> _ABOUT THIS TASK_
The data should be duplicated exactly, with every word kept as it is.

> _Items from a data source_
= = = = =

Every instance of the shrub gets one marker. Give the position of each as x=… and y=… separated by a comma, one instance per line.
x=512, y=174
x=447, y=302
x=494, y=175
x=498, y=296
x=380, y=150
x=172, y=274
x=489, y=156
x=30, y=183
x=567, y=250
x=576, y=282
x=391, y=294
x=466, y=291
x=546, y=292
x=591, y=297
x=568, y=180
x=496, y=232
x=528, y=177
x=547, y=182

= = = = =

> _ANSWER_
Every instance of the shrub gets one marker. Give the position of each as x=… and y=… separated by a comma, one instance per line.
x=512, y=174
x=447, y=302
x=494, y=175
x=498, y=296
x=380, y=150
x=172, y=274
x=489, y=156
x=30, y=183
x=567, y=250
x=576, y=282
x=391, y=294
x=466, y=291
x=546, y=292
x=591, y=297
x=568, y=180
x=496, y=232
x=528, y=177
x=547, y=182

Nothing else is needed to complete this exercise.